--- START ---

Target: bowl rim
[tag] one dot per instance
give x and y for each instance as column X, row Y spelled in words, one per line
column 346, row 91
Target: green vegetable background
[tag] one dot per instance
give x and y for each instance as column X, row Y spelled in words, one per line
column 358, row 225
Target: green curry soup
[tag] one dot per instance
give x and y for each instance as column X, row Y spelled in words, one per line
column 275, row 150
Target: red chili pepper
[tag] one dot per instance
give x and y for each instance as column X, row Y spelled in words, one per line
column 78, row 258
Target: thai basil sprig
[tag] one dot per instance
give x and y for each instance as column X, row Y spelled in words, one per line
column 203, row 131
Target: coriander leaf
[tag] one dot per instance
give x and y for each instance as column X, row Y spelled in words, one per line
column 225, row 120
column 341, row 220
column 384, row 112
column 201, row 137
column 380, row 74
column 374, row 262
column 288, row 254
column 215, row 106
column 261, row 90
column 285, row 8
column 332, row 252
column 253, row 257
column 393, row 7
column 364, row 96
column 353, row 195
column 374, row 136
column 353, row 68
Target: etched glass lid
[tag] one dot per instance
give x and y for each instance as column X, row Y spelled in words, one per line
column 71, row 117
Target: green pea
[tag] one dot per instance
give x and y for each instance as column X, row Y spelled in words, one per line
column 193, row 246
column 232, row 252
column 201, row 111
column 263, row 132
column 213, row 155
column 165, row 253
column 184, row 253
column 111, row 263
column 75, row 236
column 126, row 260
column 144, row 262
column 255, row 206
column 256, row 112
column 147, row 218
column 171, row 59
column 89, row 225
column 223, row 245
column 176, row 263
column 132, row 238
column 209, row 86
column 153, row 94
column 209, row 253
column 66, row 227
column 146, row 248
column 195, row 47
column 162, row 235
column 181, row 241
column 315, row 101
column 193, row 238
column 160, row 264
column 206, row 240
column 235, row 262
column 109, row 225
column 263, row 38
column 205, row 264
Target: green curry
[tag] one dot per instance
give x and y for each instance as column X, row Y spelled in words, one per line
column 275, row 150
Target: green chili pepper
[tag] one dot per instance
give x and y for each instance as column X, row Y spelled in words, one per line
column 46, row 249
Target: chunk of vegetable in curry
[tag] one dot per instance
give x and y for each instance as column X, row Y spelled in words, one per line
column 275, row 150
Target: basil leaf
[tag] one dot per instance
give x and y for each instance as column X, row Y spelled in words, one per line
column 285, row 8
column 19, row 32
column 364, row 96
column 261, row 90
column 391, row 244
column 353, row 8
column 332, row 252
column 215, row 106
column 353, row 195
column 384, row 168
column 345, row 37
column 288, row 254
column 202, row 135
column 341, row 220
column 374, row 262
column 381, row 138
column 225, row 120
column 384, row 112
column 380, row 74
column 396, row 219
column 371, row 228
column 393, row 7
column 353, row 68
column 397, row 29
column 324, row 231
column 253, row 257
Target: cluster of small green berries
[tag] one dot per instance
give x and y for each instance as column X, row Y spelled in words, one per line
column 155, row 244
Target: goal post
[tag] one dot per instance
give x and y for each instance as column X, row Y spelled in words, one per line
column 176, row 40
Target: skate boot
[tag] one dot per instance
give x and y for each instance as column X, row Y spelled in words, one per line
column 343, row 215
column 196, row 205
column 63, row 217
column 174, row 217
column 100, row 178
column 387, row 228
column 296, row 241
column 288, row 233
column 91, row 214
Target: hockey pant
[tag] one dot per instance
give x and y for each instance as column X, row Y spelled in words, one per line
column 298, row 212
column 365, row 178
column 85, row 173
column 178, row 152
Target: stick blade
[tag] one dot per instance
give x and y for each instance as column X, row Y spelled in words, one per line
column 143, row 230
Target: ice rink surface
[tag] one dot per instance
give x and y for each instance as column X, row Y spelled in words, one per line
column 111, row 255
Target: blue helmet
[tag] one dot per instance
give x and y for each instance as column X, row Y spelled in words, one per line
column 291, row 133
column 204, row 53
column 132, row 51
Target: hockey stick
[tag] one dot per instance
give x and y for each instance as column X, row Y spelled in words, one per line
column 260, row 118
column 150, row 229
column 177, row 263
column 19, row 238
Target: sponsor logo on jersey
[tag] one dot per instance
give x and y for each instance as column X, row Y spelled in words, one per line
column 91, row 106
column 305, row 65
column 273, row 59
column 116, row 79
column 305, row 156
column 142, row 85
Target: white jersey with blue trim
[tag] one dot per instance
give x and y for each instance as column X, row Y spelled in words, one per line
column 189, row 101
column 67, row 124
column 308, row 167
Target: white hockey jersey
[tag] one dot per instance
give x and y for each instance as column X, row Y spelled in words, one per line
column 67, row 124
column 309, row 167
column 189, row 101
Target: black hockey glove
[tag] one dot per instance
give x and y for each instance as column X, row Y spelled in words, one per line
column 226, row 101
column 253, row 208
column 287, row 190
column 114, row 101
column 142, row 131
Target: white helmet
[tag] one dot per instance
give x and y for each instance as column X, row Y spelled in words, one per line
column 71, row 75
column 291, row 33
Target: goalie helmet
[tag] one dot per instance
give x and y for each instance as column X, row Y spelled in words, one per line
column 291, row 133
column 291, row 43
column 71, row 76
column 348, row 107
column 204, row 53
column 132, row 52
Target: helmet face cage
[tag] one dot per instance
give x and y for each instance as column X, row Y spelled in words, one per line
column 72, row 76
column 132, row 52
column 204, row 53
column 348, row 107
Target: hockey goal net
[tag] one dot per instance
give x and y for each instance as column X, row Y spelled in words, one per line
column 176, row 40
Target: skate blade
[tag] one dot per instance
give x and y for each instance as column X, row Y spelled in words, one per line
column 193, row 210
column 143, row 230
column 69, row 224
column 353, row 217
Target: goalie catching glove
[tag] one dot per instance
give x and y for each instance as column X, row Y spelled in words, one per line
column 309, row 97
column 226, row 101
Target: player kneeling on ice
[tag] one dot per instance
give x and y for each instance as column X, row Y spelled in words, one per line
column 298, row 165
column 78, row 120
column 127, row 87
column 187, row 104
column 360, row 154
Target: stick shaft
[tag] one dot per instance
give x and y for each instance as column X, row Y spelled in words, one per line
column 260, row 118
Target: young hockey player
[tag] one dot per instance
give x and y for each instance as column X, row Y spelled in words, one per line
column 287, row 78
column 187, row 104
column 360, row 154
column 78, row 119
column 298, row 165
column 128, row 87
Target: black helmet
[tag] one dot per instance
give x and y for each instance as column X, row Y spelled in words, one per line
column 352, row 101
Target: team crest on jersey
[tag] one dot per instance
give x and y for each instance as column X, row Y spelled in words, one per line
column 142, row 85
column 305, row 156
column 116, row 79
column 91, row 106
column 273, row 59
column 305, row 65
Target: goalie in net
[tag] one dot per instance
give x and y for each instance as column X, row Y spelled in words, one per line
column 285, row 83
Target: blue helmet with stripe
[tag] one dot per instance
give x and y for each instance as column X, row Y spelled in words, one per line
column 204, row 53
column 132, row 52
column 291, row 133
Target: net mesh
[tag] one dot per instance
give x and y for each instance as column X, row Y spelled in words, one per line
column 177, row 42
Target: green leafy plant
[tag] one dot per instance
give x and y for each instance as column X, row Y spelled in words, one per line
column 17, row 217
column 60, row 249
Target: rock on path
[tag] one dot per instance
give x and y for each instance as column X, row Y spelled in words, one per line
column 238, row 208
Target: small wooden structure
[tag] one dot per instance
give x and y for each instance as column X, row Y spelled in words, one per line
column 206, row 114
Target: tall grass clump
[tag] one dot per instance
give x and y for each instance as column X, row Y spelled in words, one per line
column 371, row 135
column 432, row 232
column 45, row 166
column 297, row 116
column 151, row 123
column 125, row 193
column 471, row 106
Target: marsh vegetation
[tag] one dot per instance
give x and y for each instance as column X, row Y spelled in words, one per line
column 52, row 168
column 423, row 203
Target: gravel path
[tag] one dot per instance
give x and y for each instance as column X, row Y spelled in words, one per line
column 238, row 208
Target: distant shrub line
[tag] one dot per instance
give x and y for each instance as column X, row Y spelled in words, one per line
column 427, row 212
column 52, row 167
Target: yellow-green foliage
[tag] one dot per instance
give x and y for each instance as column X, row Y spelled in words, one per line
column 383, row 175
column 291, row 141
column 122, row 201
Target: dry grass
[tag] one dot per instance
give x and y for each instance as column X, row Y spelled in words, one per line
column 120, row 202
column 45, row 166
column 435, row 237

--- END ---

TASK TO CARRY OUT: Output must consist only of the listing's lines from the first through the line with "Target: green curry soup", reproduced word for word.

REPLY:
Target: bowl rim
[tag] one dot per instance
give x and y for each instance as column X, row Y spelled in words, one per line
column 346, row 91
Target: green vegetable background
[tag] one dot per instance
give x and y for each instance as column X, row Y spelled in words, one per line
column 358, row 225
Target: green curry soup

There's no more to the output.